Exercise goal: Needed from the data below: every line from the one with "Query: plaid flannel shirt" up to and including the one with "Can you find the tree trunk?", repeated exactly and with nothing else.
=== Data extracts ===
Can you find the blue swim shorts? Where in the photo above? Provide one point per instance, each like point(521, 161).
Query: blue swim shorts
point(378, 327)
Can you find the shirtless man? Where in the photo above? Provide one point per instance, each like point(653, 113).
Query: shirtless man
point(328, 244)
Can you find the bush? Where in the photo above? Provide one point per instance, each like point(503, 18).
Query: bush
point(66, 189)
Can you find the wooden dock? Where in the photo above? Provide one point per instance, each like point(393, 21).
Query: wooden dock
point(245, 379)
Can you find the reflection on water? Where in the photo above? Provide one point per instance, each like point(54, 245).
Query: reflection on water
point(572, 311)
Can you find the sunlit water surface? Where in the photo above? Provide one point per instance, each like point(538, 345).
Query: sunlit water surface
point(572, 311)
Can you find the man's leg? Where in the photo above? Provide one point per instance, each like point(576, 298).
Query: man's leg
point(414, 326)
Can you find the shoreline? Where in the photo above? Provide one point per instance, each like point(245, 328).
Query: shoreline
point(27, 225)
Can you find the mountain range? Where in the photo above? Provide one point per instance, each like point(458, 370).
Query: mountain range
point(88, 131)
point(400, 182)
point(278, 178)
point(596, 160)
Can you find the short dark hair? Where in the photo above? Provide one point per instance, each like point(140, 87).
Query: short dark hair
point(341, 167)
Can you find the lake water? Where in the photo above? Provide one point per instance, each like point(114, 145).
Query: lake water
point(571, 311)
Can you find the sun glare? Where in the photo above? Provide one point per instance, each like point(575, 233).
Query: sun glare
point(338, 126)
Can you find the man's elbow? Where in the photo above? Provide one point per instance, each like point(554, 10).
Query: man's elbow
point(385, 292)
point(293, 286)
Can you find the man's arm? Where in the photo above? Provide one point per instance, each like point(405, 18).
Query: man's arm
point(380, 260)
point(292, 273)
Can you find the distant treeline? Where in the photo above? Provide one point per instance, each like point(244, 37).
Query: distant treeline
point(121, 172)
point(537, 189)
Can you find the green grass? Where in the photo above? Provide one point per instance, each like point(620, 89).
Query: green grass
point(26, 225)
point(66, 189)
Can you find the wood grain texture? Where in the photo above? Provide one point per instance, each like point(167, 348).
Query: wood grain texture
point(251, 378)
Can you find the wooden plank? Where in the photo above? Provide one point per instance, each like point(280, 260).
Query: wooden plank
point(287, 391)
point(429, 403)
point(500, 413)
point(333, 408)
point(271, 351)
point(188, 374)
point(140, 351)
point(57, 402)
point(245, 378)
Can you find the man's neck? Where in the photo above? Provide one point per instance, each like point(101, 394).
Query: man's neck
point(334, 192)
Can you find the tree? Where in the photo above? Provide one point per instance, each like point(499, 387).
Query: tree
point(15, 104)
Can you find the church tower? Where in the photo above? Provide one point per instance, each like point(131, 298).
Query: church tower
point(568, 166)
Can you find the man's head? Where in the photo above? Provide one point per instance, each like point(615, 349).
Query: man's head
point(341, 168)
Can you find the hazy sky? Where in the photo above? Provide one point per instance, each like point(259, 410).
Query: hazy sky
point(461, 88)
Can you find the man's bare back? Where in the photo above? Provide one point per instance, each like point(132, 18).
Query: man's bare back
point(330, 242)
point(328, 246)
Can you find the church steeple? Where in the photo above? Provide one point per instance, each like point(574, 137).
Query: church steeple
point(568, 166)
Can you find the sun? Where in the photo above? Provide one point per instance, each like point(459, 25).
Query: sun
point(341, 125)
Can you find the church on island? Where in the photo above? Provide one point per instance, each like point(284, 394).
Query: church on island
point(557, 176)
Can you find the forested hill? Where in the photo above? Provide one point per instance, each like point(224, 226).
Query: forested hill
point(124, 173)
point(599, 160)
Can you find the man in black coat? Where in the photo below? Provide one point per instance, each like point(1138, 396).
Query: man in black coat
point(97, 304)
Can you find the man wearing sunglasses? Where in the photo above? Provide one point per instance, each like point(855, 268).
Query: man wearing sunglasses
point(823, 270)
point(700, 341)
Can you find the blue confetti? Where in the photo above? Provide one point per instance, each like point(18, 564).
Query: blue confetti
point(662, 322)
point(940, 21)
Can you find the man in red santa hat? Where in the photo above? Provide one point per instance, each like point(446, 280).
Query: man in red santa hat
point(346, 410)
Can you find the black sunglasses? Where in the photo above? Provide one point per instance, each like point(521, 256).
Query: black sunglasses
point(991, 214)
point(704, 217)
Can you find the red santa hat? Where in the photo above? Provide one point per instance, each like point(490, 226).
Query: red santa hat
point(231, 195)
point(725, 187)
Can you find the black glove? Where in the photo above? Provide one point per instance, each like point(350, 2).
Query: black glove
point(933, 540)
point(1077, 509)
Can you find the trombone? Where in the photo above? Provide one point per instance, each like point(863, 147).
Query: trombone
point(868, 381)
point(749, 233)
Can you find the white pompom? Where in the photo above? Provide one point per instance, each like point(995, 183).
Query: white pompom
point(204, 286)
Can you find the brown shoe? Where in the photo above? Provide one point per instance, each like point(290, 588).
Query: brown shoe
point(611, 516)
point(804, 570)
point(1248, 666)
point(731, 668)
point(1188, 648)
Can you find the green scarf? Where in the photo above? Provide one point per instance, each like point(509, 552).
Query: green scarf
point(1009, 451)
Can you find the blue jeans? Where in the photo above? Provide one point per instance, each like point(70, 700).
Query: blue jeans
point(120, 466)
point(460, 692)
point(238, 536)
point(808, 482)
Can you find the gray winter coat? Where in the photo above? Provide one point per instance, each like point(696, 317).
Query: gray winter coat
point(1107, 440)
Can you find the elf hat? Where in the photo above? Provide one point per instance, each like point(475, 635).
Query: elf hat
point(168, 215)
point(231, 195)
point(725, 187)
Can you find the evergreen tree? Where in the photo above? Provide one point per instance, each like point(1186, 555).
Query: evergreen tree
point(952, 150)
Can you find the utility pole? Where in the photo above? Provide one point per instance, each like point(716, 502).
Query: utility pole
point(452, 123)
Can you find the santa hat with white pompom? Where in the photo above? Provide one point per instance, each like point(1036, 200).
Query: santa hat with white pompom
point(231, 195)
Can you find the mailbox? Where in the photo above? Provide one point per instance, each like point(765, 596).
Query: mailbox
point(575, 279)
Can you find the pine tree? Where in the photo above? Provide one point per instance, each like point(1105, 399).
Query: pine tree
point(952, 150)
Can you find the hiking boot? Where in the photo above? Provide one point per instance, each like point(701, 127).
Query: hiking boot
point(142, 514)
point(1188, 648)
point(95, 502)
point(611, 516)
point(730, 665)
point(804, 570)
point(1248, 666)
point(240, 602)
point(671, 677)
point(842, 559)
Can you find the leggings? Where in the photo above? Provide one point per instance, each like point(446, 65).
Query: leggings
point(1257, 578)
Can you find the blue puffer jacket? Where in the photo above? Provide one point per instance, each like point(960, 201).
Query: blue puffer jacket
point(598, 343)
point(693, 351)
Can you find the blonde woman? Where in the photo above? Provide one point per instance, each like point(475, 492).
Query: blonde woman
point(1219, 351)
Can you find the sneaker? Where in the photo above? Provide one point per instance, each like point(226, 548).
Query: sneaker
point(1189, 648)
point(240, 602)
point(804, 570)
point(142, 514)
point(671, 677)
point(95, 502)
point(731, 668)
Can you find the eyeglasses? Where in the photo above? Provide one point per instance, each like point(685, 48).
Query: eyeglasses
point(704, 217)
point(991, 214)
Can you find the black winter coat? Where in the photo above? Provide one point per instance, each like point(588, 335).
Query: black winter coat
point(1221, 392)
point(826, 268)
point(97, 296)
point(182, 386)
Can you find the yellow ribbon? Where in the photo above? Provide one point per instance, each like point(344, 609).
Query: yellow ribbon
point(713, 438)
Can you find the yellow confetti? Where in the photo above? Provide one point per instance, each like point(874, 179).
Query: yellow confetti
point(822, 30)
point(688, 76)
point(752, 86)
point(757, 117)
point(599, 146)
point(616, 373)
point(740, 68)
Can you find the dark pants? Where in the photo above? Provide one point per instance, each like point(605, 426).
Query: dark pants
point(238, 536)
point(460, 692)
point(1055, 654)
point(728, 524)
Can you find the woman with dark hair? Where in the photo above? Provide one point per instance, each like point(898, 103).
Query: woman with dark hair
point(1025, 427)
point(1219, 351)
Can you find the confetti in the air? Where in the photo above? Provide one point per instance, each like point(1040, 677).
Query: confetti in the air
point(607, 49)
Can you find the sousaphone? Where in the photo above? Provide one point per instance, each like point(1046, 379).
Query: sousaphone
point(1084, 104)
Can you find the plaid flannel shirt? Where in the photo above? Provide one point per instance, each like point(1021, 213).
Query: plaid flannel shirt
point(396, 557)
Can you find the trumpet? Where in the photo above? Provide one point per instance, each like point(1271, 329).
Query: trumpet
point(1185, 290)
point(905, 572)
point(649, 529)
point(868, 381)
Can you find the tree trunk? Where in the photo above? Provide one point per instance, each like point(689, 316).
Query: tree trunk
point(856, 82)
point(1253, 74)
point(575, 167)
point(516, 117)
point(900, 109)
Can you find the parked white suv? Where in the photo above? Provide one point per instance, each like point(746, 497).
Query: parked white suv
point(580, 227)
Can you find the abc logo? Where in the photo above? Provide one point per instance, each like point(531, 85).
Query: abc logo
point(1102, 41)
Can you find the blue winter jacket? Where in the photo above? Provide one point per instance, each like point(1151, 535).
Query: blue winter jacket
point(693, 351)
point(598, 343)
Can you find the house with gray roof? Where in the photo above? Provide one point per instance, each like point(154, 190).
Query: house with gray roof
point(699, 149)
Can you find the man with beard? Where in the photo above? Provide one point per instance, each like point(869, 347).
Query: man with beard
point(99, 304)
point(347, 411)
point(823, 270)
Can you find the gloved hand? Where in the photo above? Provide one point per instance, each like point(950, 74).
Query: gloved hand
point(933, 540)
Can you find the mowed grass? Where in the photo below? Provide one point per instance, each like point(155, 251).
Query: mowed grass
===
Solved problem:
Query: plaid flannel shirt
point(396, 557)
Can you find the trumpet? Where in the photo above? Provide one point per instance, each like point(1271, 329).
Query: trumpet
point(1185, 290)
point(905, 572)
point(649, 529)
point(868, 381)
Can you find the tree trunk? Where in the photo above? Provide one point per instance, each like point(689, 316).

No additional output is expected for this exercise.